• **ARTICLE**
»»

# 3 Judges at Congress



## Sungold (Feb 22, 2004)

It was announced that Congress will be multiple judged this year, like mini Nationals. What do you think about having 3 judges as opposed to 1? Last year was my first Congress, and had only 1 judge - I though that was sort of strange for a "National" show. Any good points on either way - single judge vs. multiple judges? Has the Congress ever used more than 1 judge?


----------



## lyn_j (Feb 22, 2004)

At Nationals the placeings were tabulated by what they called the "most often used" method. If two of the three judges placed you say 5 and the third judge didnt use you then you placed 5. if the points were spred out like one judge used me 4th in showmanship one 7 and one 10 I placed 7. Thats how they do the multiple judges. They dont give three sets of ribbons like at the regular shows with more than one judge.

Lyn


----------



## Karen S (Feb 23, 2004)

Hi Sungold,

This is the first year Congress will have three judges. They have always had one for the Classics, One for the Moderns, a judge for the Amateur division and a judge for the futurity.

With 475 Shetlands last year (biggest show ever) and the possibility of more this year, won't know how the rest of the old time pony breeders/handlers will take to the new program. Remember the majority rules and if they don't like it then a proposal will have to be submitted at convention to overturn this ruling for the three judge system.

Mini nationals 1998 was our first experience with this "MOS" system, so know first hand what the outcome can be. We had a "B" gelding that showed well under all three judges throughout the open session of the show and one of those judges never even used him on his card. We ended up winning National Grand Champion that year. Sometimes it doesn't make any sense but apparently it works.

Thanks,

Karen Shaw

Fiddlestix Miniatures & Shetlands

Burleson Texas


----------



## Lewella (Feb 23, 2004)

Karen,

This will not be the first year that Congress has had a multi judge average system - this was what was done when the Congress was held in Mason City prior to moving to Gordyville. When the Classic Congress moved to Gordyville the system was dropped and Congress went back to one judge per division. It was the "old time" breeders who used and implemented the three judge system in Mason City, it was Shari Seddon who wrote the program that was used - a third generation breeder.

I am personally in favor of the three judge system. I feel if I am paying the price to go to a national show I should be entitled to more than one person's oppinion. I really feel the Area National Shows should be the same way but was informed this morning that the board has chosen to not allow three judges at an Area National show (we presume this goes into effect for 2005 since the Area VI National had already been approved with a three judge system).


----------



## Karen S (Feb 23, 2004)

Hi Lewella,

I stand corrected. This will be our fifth year at Congress so was before my time.

In regards to the Area National Show...our club (ASPC/AMHR Club of N. Texas) had three judges back in 2000 and was critized for doing just that. People didn't like it cause they weren't going to win three ribbons and the scores were tabulated just like Mini Nationals was. We then went back to one judge for the Area National Show.

Karen Shaw


----------

««

• **TO BE DONE**
a - Retype the stretch of the thread on judging at Congress from "It was announced" through "than one judge.".
b - In the Congress judging thread, condense the paragraph beginning "This will not be the first year" into a shorter version that keeps its main facts.

• **PROVIDED MATERIAL**
»»

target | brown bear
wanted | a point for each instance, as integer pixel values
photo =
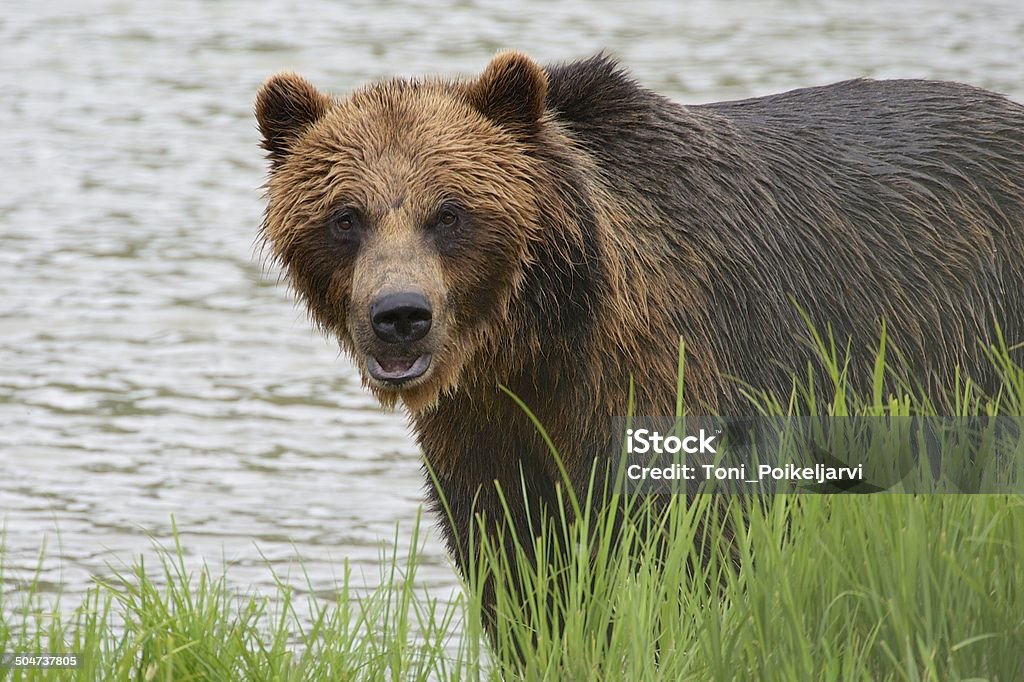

««

• **RESPONSES BY TASK**
a -
It was announced that Congress will be multiple judged this year, like mini Nationals. What do you think about having 3 judges as opposed to 1? Last year was my first Congress, and had only 1 judge - I though that was sort of strange for a "National" show. Any good points on either way - single judge vs. multiple judges? Has the Congress ever used more than 1 judge?


----------



## lyn_j (Feb 22, 2004)

At Nationals the placeings were tabulated by what they called the "most often used" method. If two of the three judges placed you say 5 and the third judge didnt use you then you placed 5. if the points were spred out like one judge used me 4th in showmanship one 7 and one 10 I placed 7. Thats how they do the multiple judges. They dont give three sets of ribbons like at the regular shows with more than one judge.

b - Congress used a multi-judge average system when it was held in Mason City. After the Classic Congress moved to Gordyville, that system was dropped and each division went back to one judge. The three-judge system in Mason City was used and implemented by "old time" breeders, and its program was written by Shari Seddon, a third-generation breeder.